(GOAL): Copy out all of the rows below, including the request lines, with each x and y coordinate in the answers multiplied by 0.45 and rounded to the nearest whole number, halves rounded up. Leave the numbers in the request lines unchanged.

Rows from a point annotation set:
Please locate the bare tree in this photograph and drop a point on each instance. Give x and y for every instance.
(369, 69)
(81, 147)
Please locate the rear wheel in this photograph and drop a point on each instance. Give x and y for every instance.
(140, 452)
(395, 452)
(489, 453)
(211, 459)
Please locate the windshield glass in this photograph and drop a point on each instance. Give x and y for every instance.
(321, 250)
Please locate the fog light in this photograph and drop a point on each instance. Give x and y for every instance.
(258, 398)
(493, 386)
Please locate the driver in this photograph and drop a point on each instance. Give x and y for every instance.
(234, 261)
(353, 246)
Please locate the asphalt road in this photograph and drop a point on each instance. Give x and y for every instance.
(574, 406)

(TASK OUTPUT):
Please locate the bare tree in this photograph and drop a point on each instance. Give x and y for every instance.
(166, 31)
(36, 66)
Please locate the rear wheel in this photograph and drop a point on each instance. Give x and y for every instance.
(63, 203)
(178, 203)
(220, 204)
(95, 207)
Please locate the windshield glass in this photograph and drop a point on each instance. Give x and y for every instance.
(144, 113)
Please locate the fog light in this photograph and drop a point on each instance. Give x and y for every instance.
(116, 179)
(222, 174)
Please locate the driver in this photograph and drop a point on each instance. Give x and y for every instance.
(105, 117)
(159, 111)
Please locate the asphalt road in this photograph and drop a point on each instance. Give x and y for every instance.
(258, 183)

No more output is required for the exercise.